== FRAGMENTO SELECCIONADO ==

Capítulo XV Aetas argentea
§ VII Escuela crítica
Nicolás Antonio. –Quevedo: ¿es un filósofo propiamente dicho?; sus obras; su antisemitismo; su pesimismo; su filosofía aplicada. –Saavedra Fajardo. –Gracián. –López de Vega.
Crítica llamo a esta escuela, que no es escuela ni filosofía crítica, en honor a D. Nicolás Antonio, cuya intención científica en constantes aciertos se revela, y por transigencia con la corriente fraseológica, pues la crítica de los demás autores comprendidos en el epígrafe, da de lado al problema filosófico y se endereza en preferente lugar a la política y las costumbres.
D. Nicolás Antonio (1617-84), en Sevilla, su patria, estudió Humanidades y Teología, ejerció el profesorado en el Colegio de Santo Tomás, estudió leyes en Salamanca y regresó a Sevilla, atraído por las copiosas bibliotecas particulares y la conventual del convento de San Benito. Allí trabajó hasta 1669 en que fue nombrado representante del rey en Roma. Residió en la ciudad eterna veinte años entregado en cuerpo y alma al estudio. La biblioteca que comenzó a reunir en Sevilla y terminó en Roma, constante de treinta mil cuerpos, casi competía con la Vaticana.
Su obra inmortal, la que consumió su vida y, nunca bastante estimada por la ciencia y por la patria, le aseguró el puesto altísimo que su nombre ocupa; su preciosa Bibliotheca, hállase dividida en dos partes: la primera, Bibliotheca vetus, abraza la historia literaria española desde Augusto hasta nuestro siglo de oro, y se desenvuelve en forma narrativa; la segunda, Bibliotheca nova, está dispuesta en forma de diccionario y acompañada de varios [327] índices que facilitan su manejo, pudiéndose buscar los autores por sus nombres, sus apellidos, sus patrias, sus facultades, &c. A esta segunda parte se añadieron las notas donde el mismo autor consignaba las noticias de los más modernos escritores hasta la fecha en que murió. «Por las singulares excelencias de erudición y hasta de crítica (sobre todo al tratar de las fuentes históricas), la riqueza incomparable de noticias recogidas en aquellos cuatro volúmenes que son aún y serán por mucho tiempo el monumento más grandioso levantado a la gloria de las ciencias y de las letras españolas» (M. y Pelayo), Nicolás Antonio se alza, padre de la historia literaria nacional, entre los colosos de la mentalidad de su siglo. Sin él hubiera sido imposible, o harto imperfecto, el conocimiento de la filosofía y la literatura de España.

===
== INFORMACIÓN PROPORCIONADA ==

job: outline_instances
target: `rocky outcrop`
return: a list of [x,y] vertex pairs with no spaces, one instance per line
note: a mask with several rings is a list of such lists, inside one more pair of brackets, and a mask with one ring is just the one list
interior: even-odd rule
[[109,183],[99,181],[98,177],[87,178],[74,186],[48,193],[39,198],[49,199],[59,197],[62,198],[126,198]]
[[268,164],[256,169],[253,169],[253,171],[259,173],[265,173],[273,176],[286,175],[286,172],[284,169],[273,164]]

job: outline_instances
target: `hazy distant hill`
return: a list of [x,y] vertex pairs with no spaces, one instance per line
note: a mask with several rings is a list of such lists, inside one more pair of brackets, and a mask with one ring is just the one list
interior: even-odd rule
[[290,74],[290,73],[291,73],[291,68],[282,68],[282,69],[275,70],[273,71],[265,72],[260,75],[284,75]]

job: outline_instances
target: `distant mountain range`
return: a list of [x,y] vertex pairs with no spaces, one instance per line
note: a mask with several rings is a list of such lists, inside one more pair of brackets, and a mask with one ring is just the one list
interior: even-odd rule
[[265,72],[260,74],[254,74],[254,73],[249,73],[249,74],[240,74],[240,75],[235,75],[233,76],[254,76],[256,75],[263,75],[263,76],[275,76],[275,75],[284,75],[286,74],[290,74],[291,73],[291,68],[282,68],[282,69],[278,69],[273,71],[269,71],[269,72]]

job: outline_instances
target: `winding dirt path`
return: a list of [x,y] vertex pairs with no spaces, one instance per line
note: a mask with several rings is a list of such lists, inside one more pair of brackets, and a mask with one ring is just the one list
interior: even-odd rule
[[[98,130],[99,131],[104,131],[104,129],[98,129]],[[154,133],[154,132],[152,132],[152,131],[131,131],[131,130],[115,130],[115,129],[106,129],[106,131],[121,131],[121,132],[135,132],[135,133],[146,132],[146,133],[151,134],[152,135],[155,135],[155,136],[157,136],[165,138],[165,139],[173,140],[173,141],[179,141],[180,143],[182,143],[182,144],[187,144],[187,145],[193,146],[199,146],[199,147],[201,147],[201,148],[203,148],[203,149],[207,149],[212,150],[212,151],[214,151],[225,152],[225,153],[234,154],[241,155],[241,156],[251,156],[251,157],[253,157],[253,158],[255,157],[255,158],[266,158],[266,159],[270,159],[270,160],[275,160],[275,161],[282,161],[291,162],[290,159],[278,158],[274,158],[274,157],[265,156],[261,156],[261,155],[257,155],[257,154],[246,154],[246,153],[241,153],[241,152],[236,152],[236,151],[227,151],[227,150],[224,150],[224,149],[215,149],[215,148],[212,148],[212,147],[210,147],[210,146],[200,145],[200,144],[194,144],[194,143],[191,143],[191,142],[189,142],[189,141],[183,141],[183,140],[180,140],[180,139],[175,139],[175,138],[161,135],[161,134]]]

===

■ **TRABAJO REQUERIDO**
1 – Extrae literalmente del fragmento sobre Nicolás Antonio el tramo que va desde "Capítulo XV Aetas" hasta "y las costumbres.".
2 – Cuenta cuántas líneas de las entradas contienen la palabra "distant", distinguiendo entre mayúsculas y minúsculas. Responde únicamente con el número.
El fragmento y las entradas no guardan relación entre sí.

■ **RESULTADOS OBTENIDOS**
1 –
Capítulo XV Aetas argentea
§ VII Escuela crítica
Nicolás Antonio. –Quevedo: ¿es un filósofo propiamente dicho?; sus obras; su antisemitismo; su pesimismo; su filosofía aplicada. –Saavedra Fajardo. –Gracián. –López de Vega.
Crítica llamo a esta escuela, que no es escuela ni filosofía crítica, en honor a D. Nicolás Antonio, cuya intención científica en constantes aciertos se revela, y por transigencia con la corriente fraseológica, pues la crítica de los demás autores comprendidos en el epígrafe, da de lado al problema filosófico y se endereza en preferente lugar a la política y las costumbres.

2 – 2